# SELECTED EXCERPT

************

At first, I manually unpacked data from a reader and then manually composed INSERT or UPDATE statements when it was time to persist an object. This was tedious, and I wanted to automate it. On top of that, annoying mistakes and typos would appear from time to time like sending the wrong field to the wrong place, or forgetting to add a field everywhere it interacted with the database, which led to “delayed” bugs. I decided to generate code directly from the database structure.

Much later, when I learned about the ORM concept, I discovered that this approach is called database-first, as opposed to code-first. When an application works with a database, the problem of keeping the application’s data model in sync with the database schema inevitably arises. This is a fundamental problem, and it hasn’t gone away over the years. There are exactly two options: either treat the database schema as the source of truth (which is what I did), or treat the code as the source of truth. In any case, one side has to be generated from the other.

I decided to parse the structure of MySQL tables and generate data classes for C#. In addition to the classes themselves, I generated structures responsible for materializing objects from a reader and composing INSERT/UPDATE commands. This was simpler and more reliable. I manually modified the database schema and ran the code generator. The generator fully rewrote the file with the class definitions, mapping MySQL data types to C# types. Thanks to partial classes, handwritten logic could live in a separate file, while only the accessors were subject to regeneration.

The next problem to solve was data synchronization between multiple clients connected to the same database. Today I know that the correct solution is to write an application server and route all data changes through it. Back then, that understanding didn’t exist. What did exist was MyISAM, which provided a per-table update timestamp out of the box. And that pushed me to use it.

The task was simple: when one client inserts or updates data, other clients should see those changes and reflect them. The solution was crude. Every 10 seconds, the client polled MySQL’s “meta table” that stored information about MyISAM tables. The last modification timestamp was compared to the previous value, and if it differed, the UI was told to redraw some list. Even if that list wasn’t the table itself but related entities, for example, employees.

And it worked perfectly until the data volume was small and the system was simple. Later it became obvious that rereading entire tables was, to put it mildly, a bad idea, especially as the data kept growing. A 10‑second update delay was also too long. Later there would also be the migration from MyISAM to InnoDB, but that came later. Even at that moment, it was clear this approach wouldn’t scale.

The solution was to fetch only changed data. That meant caching the data locally. I couldn’t think of anything smarter than keeping it in a Dictionary<int, T> (later replaced by List for significant memory savings). This introduced constraints: each table had to start with an int ID column, which also had to be a primary key with auto_increment. New data could be fetched using the maximum ID, but what about updated rows?

************

Records:

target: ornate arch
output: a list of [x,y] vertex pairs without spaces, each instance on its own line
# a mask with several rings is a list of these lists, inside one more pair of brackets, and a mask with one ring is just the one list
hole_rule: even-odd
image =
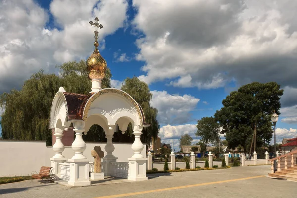
[[[96,93],[94,94],[89,99],[88,101],[87,101],[86,105],[84,107],[84,112],[83,114],[83,119],[84,120],[86,120],[88,116],[88,113],[89,112],[89,110],[90,109],[90,107],[91,106],[93,102],[99,96],[106,94],[106,93],[115,93],[126,98],[128,99],[128,100],[130,102],[131,104],[134,106],[136,113],[138,115],[138,118],[139,119],[139,122],[141,125],[142,125],[144,123],[144,120],[143,118],[144,118],[144,116],[143,115],[143,113],[142,111],[142,109],[139,107],[139,105],[136,102],[136,101],[133,99],[133,98],[127,93],[123,91],[118,90],[117,89],[114,88],[106,88],[103,89]],[[132,109],[128,109],[128,111],[133,111]]]

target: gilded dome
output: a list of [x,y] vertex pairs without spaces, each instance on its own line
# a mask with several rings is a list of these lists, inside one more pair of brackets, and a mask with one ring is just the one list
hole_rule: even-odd
[[[97,42],[95,42],[97,43]],[[94,45],[97,44],[94,43]],[[100,73],[102,77],[104,77],[105,71],[107,67],[106,61],[102,57],[98,50],[97,46],[95,45],[94,52],[87,59],[87,69],[89,72],[93,71],[94,73]]]

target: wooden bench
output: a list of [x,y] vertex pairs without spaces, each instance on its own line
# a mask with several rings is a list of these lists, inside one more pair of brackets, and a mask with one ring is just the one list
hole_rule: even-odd
[[[37,173],[37,174],[35,174]],[[31,173],[33,179],[39,179],[43,180],[44,179],[49,180],[54,182],[52,174],[52,168],[47,166],[42,166],[39,170],[39,173],[33,171]]]

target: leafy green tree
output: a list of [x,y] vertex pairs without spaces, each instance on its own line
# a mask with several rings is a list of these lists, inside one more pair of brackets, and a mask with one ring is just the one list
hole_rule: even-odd
[[193,146],[191,148],[191,151],[194,152],[194,153],[197,152],[199,148],[198,148],[198,147],[196,147],[196,146]]
[[222,144],[224,146],[228,146],[228,141],[226,140],[223,140],[222,141]]
[[200,152],[201,153],[203,153],[203,157],[204,157],[204,154],[207,150],[207,149],[206,148],[206,145],[205,145],[203,142],[200,140],[198,143],[196,143],[196,145],[200,145],[200,147],[201,148]]
[[[156,119],[158,110],[150,106],[152,93],[148,86],[136,77],[127,78],[122,86],[121,90],[129,94],[140,105],[145,114],[146,122],[150,124],[150,127],[144,128],[143,135],[141,136],[142,142],[147,143],[147,146],[149,147],[152,143],[153,137],[155,139],[157,138],[160,128],[159,122]],[[128,127],[127,133],[130,137],[132,136],[131,124]],[[134,137],[132,136],[132,138],[134,140]]]
[[255,132],[257,147],[263,145],[263,140],[270,141],[273,133],[270,115],[273,110],[280,114],[279,100],[284,90],[280,87],[273,82],[254,82],[232,92],[223,100],[223,107],[214,116],[232,149],[241,145],[247,153]]
[[[60,69],[59,76],[45,74],[40,70],[25,81],[21,90],[13,89],[10,93],[0,96],[0,107],[5,108],[1,120],[3,139],[46,140],[47,145],[52,144],[52,132],[48,129],[50,114],[53,98],[59,87],[64,87],[68,92],[88,94],[91,86],[85,61],[69,62],[57,67]],[[102,88],[111,87],[111,76],[110,70],[107,68],[102,79]],[[142,106],[147,123],[151,125],[143,131],[142,135],[143,141],[150,142],[153,136],[156,137],[159,129],[156,119],[157,111],[149,108],[151,93],[144,83],[135,79],[131,82],[129,78],[125,83],[124,91],[131,95]],[[131,87],[130,84],[133,84],[134,85]],[[133,88],[144,90],[137,92]],[[150,96],[148,97],[147,95]],[[125,134],[122,134],[119,130],[115,133],[113,141],[132,142],[134,138],[131,134],[130,126],[130,130]],[[83,138],[86,141],[106,141],[104,130],[98,125],[92,126]]]
[[181,150],[182,150],[182,146],[191,145],[193,141],[193,139],[189,134],[185,134],[181,135],[181,138],[179,140]]
[[[206,146],[209,143],[215,143],[220,138],[219,135],[220,125],[213,117],[204,117],[198,120],[196,127],[196,136],[201,137],[200,142]],[[205,152],[205,151],[204,151]],[[203,152],[203,156],[204,153]]]
[[169,170],[169,167],[168,167],[168,163],[167,162],[167,158],[165,160],[165,164],[164,164],[164,170]]

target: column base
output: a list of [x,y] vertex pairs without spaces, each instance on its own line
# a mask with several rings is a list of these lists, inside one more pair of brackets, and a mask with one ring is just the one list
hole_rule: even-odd
[[67,161],[67,159],[65,158],[51,158],[51,167],[53,169],[52,173],[60,177],[61,174],[61,168],[59,164],[60,163],[65,163]]
[[91,180],[99,180],[104,179],[104,173],[91,173]]
[[132,181],[147,180],[147,158],[128,158],[129,161],[129,175],[128,179]]
[[91,185],[89,177],[89,159],[68,159],[70,163],[70,173],[68,184],[74,186]]

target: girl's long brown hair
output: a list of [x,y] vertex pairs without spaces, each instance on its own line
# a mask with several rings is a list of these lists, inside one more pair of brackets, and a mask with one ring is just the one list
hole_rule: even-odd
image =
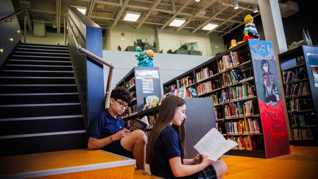
[[[177,107],[186,104],[184,100],[175,95],[166,96],[160,106],[158,117],[154,124],[154,127],[151,130],[151,134],[148,140],[148,146],[146,157],[146,163],[148,164],[151,163],[151,161],[155,158],[155,147],[157,143],[157,139],[161,132],[170,124],[173,119],[174,114]],[[181,138],[183,151],[184,151],[184,137],[185,136],[185,128],[184,121],[180,126],[172,125],[173,128],[179,133]]]

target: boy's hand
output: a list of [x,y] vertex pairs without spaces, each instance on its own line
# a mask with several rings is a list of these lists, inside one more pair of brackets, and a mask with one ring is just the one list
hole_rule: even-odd
[[128,134],[130,132],[130,131],[128,129],[123,129],[118,131],[115,134],[111,136],[112,139],[114,140],[119,140],[123,137],[125,137],[126,135]]

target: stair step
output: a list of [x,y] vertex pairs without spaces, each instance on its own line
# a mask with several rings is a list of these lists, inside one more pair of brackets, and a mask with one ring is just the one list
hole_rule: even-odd
[[5,70],[41,70],[41,71],[73,71],[72,65],[44,65],[6,64]]
[[[35,136],[34,136],[35,135]],[[0,156],[83,149],[87,147],[85,131],[31,134],[29,136],[0,138]],[[21,136],[22,137],[22,136]],[[20,161],[21,162],[21,161]]]
[[55,52],[21,52],[15,51],[13,53],[14,55],[25,55],[25,56],[49,56],[49,57],[70,57],[69,53],[55,53]]
[[80,102],[77,92],[0,94],[0,106]]
[[81,115],[80,103],[0,105],[3,118]]
[[71,61],[9,60],[7,64],[37,65],[72,65]]
[[77,92],[75,84],[52,85],[51,86],[11,86],[0,85],[0,93],[41,93],[41,92]]
[[74,77],[0,77],[0,84],[75,84],[75,80]]
[[85,129],[82,115],[0,120],[0,136],[77,131]]
[[3,77],[74,77],[73,71],[40,71],[40,70],[7,70],[1,72]]

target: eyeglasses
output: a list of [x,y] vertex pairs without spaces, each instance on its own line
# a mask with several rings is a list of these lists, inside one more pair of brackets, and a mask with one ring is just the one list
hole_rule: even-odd
[[116,99],[114,99],[114,100],[119,103],[119,106],[120,106],[120,107],[125,107],[125,109],[127,109],[129,107],[128,105],[125,105],[123,102],[119,101]]

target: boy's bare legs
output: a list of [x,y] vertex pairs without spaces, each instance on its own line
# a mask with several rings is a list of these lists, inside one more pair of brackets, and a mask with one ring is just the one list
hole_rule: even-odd
[[228,166],[227,165],[227,164],[224,162],[220,160],[218,160],[216,161],[213,162],[212,163],[212,165],[213,165],[213,167],[214,167],[215,171],[217,172],[218,179],[223,179],[223,177],[224,177],[225,173],[228,170]]
[[145,132],[140,129],[135,130],[122,138],[120,144],[126,150],[133,152],[137,168],[145,170],[147,144]]

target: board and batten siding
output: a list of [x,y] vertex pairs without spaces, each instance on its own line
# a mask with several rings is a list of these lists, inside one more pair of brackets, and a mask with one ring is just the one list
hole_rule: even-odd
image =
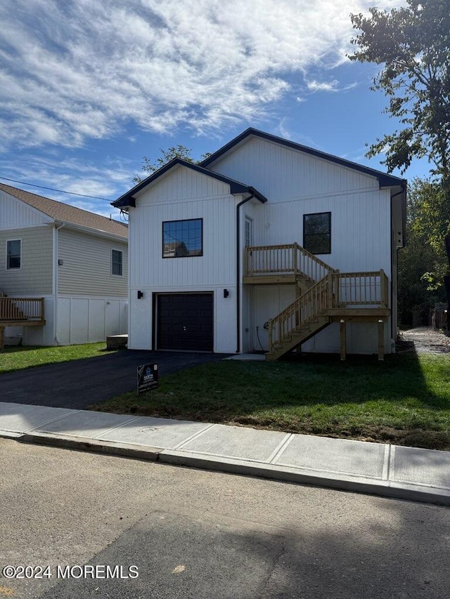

************

# JOB
Write out the part of the database article from "And it worked" to "approach wouldn’t scale.", word for word.

# RESULT FOR THIS TASK
And it worked perfectly until the data volume was small and the system was simple. Later it became obvious that rereading entire tables was, to put it mildly, a bad idea, especially as the data kept growing. A 10‑second update delay was also too long. Later there would also be the migration from MyISAM to InnoDB, but that came later. Even at that moment, it was clear this approach wouldn’t scale.